= Extracted entries =
------------

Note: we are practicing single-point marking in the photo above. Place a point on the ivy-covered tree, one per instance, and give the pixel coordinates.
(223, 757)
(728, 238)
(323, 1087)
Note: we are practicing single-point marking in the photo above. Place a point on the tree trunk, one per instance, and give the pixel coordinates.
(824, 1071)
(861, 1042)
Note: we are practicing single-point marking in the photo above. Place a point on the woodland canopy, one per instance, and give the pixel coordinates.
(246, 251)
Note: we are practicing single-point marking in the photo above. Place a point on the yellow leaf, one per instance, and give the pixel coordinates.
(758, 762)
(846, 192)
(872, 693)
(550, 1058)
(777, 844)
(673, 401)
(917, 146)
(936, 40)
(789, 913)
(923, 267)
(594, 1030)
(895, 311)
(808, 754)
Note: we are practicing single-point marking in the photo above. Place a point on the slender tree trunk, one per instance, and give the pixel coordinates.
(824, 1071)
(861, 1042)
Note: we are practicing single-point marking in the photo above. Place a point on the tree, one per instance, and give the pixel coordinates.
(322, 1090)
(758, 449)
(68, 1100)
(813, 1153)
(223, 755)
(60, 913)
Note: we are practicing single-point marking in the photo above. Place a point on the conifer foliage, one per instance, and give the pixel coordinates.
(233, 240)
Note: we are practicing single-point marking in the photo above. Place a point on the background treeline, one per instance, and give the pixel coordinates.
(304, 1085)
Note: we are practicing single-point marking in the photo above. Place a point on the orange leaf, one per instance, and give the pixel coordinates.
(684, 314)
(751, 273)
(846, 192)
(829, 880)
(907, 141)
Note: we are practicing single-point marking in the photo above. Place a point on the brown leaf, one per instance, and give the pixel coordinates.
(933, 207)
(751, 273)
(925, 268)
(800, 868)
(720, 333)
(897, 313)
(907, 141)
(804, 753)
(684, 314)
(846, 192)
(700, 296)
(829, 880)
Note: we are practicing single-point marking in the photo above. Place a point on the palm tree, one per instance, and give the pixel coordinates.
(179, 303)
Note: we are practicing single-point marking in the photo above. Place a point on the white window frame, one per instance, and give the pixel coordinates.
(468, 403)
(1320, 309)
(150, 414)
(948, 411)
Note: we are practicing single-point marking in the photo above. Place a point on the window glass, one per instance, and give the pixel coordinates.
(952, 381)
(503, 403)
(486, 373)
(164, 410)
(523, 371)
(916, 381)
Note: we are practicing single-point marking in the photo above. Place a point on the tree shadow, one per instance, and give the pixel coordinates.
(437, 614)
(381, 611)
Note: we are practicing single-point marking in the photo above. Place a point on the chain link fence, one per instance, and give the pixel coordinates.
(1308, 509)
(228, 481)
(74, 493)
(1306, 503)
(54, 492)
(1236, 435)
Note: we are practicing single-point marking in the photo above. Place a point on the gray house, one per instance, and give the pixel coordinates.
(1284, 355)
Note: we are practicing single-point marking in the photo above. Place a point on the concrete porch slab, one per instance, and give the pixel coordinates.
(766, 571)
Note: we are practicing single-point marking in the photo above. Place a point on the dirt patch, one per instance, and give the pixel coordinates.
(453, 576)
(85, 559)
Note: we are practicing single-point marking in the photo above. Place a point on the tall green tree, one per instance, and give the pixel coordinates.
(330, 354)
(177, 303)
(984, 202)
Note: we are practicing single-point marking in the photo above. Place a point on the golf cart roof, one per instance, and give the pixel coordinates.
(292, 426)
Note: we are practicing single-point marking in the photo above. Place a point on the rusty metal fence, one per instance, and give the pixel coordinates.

------------

= Directions =
Reproduce all of the records precisely. No word may differ.

= Response to the task =
Note: we are practicing single-point marking in the photo above. Place a point on the ivy-covered tree, one per instance, and give the pixel coordinates.
(223, 757)
(728, 238)
(323, 1087)
Note: we are practicing single-point marking in the photo above. Place a point on the tree trunk, one per instance, and give the pixel coordinates.
(824, 1071)
(861, 1042)
Note: we are practicing single-point marking in the photo above. Place a point on the woodland canopy, one per instance, and give the pixel coordinates.
(246, 251)
Note: we are practicing single-point marking in the photo above. Place a point on the yellow leaf, one per instance, and give the pixel coordinates.
(758, 762)
(846, 192)
(872, 693)
(550, 1058)
(777, 844)
(673, 401)
(917, 146)
(936, 40)
(789, 913)
(923, 267)
(594, 1030)
(895, 311)
(808, 754)
Note: we are practicing single-point marking in the photo above. Place a point on the slender tree trunk, one per instance, and give the pixel coordinates.
(824, 1071)
(861, 1042)
Note: we are practicing single-point marking in the photo above. Place a point on the tree, one per instance, and give the pixel coordinates.
(322, 1090)
(758, 449)
(68, 1100)
(813, 1153)
(223, 755)
(60, 913)
Note: we are practicing single-point marking in the photo above. Place a point on the conifer foliage, one per instance, and give the pixel coordinates.
(233, 240)
Note: we are practicing single-point marking in the photo above. Place a point on the background treeline, one per instance, and give the pixel coordinates.
(304, 1085)
Note: we are practicing single-point marking in the photo above. Place a point on the orange leaf, one per instance, and give the pixel coordinates.
(684, 314)
(751, 273)
(846, 192)
(829, 880)
(907, 141)
Note: we are practicing single-point marking in the photo above. Place a point on the brown leaf, one per instance, and give the pixel coordinates.
(933, 207)
(751, 273)
(925, 268)
(800, 868)
(720, 333)
(897, 313)
(907, 141)
(804, 753)
(684, 314)
(846, 192)
(700, 296)
(829, 880)
Note: we are practicing single-point marking in the photo above. Place a point on the palm tree, one per instance, and give the pixel coordinates.
(179, 303)
Note: we are practicing single-point marking in the photo above. Place a point on the white window frame, one per instance, and give the pixel coordinates.
(468, 403)
(1320, 309)
(150, 414)
(948, 411)
Note: we are practicing single-point marking in the photo above. Place a point on the window glass, one per instance, and give the pixel coordinates.
(952, 381)
(503, 403)
(486, 373)
(164, 410)
(523, 371)
(916, 381)
Note: we are practicing single-point marking in the photo above. Place a point on the tree shadow, one per instance, and give the pixel coordinates.
(437, 614)
(381, 611)
Note: we are practicing single-point marking in the photo above. Place a point on the chain link fence, one per instance, and give the pixel coordinates.
(1308, 509)
(228, 481)
(74, 493)
(1306, 503)
(54, 492)
(1236, 435)
Note: we are practicing single-point marking in the photo above. Place a point on the gray house, one per instance, and give the pixel coordinates.
(1284, 355)
Note: we are practicing single-point marking in the photo above. Place a point on the concrete porch slab, one per instance, and give the pixel coordinates.
(766, 571)
Note: we are practicing single-point marking in the photo above. Place a point on the dirt patch, one per instance, and give the pixel coordinates.
(453, 576)
(85, 559)
Note: we are practicing single-point marking in the photo above. Place a point on the tall green tree, one per instance, and give the pixel coordinates.
(330, 354)
(177, 303)
(984, 202)
Note: we are practicing single-point marking in the photo above. Place a point on the golf cart roof, one per instance, and give the pixel coordinates.
(292, 426)
Note: we are practicing single-point marking in the photo above. Place a point on the rusty metal fence, one per instance, and give the pixel coordinates.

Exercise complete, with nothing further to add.